§ **Exercise brief**
Output the rows starting with the one containing "Locate the pale" and going on through the one containing "0,349 -> 666,380" as a Markdown table with columns named Num and Line, numbering each row and leaving out blank lines.

── Materials provided

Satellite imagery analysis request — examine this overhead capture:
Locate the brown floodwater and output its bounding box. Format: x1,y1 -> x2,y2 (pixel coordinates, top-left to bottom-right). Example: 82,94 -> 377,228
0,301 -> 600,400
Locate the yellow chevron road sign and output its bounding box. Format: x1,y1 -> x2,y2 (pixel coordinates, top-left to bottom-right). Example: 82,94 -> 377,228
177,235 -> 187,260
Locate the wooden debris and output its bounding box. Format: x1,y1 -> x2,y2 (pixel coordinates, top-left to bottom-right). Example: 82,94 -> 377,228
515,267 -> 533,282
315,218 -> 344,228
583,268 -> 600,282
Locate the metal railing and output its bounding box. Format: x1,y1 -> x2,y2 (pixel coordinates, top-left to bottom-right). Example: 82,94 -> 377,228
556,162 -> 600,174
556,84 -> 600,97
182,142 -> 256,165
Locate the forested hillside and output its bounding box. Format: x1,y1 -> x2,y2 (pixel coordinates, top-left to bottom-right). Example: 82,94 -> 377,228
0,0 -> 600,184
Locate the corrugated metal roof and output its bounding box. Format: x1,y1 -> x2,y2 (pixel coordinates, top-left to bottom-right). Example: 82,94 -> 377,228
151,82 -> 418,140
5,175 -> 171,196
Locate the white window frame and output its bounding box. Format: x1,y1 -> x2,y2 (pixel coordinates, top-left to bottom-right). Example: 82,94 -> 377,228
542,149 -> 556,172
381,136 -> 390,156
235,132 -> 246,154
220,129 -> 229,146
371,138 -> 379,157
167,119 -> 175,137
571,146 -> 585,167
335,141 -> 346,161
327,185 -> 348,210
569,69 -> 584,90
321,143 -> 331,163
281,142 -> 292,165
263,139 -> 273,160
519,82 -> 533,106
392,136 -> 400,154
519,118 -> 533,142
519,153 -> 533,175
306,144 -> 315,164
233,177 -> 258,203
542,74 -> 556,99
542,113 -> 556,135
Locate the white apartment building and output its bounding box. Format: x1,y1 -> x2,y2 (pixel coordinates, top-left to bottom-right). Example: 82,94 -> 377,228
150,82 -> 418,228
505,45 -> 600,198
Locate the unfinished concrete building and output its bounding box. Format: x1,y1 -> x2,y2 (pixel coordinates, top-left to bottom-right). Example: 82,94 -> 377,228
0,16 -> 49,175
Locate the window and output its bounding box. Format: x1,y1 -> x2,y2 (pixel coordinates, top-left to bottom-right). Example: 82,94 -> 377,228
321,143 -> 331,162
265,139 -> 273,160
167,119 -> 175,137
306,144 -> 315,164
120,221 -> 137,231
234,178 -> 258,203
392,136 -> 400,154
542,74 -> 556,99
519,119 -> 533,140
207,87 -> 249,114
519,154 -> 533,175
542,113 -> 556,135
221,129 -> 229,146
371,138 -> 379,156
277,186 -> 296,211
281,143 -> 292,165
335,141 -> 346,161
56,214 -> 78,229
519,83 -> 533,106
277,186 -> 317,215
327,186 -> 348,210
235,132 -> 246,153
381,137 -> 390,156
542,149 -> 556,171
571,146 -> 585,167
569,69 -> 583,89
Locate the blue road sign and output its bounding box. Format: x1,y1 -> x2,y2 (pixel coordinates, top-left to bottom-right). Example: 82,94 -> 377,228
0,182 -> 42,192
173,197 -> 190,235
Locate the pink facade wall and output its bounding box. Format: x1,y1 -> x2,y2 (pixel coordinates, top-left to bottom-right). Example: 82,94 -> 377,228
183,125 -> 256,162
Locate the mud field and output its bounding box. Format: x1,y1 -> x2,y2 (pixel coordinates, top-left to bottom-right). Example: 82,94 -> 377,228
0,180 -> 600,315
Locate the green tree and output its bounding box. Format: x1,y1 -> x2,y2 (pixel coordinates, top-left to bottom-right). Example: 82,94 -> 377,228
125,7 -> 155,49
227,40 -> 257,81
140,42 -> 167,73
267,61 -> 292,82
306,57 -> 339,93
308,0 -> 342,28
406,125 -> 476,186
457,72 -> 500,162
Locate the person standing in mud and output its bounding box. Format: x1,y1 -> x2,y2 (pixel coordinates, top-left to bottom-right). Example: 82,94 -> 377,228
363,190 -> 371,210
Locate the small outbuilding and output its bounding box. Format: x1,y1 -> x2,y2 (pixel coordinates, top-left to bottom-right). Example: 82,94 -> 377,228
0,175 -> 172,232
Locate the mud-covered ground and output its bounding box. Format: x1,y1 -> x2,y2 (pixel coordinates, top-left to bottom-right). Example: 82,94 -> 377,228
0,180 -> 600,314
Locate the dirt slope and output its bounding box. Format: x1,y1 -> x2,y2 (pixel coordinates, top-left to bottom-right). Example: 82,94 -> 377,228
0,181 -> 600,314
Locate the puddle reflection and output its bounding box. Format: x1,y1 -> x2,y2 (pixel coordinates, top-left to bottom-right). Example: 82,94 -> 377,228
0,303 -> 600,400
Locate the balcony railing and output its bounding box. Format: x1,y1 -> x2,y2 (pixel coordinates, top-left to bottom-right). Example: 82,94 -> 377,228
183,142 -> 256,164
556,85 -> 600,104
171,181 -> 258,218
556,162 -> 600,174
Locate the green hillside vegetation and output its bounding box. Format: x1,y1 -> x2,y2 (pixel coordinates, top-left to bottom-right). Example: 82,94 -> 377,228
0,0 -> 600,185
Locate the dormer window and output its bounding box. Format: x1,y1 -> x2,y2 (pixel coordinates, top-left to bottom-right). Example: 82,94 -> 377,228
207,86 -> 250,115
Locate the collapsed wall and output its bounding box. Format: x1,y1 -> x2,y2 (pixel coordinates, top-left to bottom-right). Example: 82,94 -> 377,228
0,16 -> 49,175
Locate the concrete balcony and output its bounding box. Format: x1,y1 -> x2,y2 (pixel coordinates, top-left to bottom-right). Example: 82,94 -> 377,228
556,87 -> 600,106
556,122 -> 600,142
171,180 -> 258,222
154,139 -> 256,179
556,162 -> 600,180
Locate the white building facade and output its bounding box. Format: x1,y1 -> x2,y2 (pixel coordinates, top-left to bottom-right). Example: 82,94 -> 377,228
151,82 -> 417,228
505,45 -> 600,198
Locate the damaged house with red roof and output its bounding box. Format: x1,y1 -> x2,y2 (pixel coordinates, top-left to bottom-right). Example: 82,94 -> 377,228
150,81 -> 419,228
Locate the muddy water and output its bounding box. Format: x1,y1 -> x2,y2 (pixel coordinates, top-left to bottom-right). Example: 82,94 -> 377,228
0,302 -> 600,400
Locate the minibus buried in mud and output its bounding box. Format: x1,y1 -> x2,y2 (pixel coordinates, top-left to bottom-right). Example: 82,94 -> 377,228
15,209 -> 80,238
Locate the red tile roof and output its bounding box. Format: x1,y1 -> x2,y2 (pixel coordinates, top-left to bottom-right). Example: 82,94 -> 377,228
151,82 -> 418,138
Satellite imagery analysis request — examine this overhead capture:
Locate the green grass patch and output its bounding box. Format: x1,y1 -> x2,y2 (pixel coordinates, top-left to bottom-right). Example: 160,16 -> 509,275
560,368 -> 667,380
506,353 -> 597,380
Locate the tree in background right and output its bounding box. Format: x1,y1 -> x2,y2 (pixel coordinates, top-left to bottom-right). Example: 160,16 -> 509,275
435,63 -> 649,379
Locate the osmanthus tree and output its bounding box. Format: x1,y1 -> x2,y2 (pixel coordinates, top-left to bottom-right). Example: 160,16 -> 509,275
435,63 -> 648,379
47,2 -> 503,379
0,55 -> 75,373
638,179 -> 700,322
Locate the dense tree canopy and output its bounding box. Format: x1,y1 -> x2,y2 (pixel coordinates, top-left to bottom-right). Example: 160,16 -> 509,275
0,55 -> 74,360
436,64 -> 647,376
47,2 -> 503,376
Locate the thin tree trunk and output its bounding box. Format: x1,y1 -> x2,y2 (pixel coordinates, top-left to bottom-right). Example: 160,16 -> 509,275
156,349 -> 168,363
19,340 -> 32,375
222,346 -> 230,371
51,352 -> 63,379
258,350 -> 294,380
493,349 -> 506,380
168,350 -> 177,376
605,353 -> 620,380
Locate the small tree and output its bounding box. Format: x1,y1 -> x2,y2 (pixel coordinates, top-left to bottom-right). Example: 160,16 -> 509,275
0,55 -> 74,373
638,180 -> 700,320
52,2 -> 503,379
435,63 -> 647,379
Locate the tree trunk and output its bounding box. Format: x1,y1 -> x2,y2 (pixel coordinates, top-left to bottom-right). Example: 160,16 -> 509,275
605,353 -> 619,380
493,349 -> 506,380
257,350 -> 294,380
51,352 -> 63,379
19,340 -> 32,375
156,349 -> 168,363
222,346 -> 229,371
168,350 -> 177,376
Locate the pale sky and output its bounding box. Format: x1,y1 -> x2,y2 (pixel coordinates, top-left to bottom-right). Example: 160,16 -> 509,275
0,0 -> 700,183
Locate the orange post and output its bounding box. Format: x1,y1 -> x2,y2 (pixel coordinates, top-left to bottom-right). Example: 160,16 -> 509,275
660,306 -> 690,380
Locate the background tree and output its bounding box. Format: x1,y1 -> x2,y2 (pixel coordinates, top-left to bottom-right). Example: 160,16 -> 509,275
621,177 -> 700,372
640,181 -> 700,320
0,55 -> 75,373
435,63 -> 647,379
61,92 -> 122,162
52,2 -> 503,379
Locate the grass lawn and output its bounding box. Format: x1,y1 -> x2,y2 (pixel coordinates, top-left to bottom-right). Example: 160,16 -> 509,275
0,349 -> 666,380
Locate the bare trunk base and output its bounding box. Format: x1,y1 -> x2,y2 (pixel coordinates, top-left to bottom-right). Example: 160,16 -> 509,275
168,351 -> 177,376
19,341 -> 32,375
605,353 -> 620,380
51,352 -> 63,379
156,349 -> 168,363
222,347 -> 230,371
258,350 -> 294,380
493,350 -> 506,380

────

§ **Exercise response**
| Num | Line |
|---|---|
| 1 | Locate the pale sky and output its bounding box. Format: x1,y1 -> x2,y2 (pixel coordinates, top-left to bottom-right). Example: 160,16 -> 509,275 |
| 2 | 0,0 -> 700,183 |
| 3 | Locate the orange post and output its bounding box. Format: x1,y1 -> x2,y2 (pixel coordinates, top-left to bottom-right). Example: 160,16 -> 509,275 |
| 4 | 660,306 -> 690,380 |
| 5 | Locate the background tree and output its bounding box. Format: x1,y1 -> x2,y2 (pixel coordinates, top-left to bottom-right). Example: 160,16 -> 509,275 |
| 6 | 621,177 -> 700,372 |
| 7 | 640,181 -> 700,320 |
| 8 | 0,55 -> 75,373 |
| 9 | 435,63 -> 647,379 |
| 10 | 61,92 -> 122,162 |
| 11 | 52,2 -> 503,379 |
| 12 | Locate the grass lawn and output its bounding box. Format: x1,y1 -> x2,y2 (pixel coordinates, top-left to bottom-right). Example: 160,16 -> 509,275 |
| 13 | 0,349 -> 666,380 |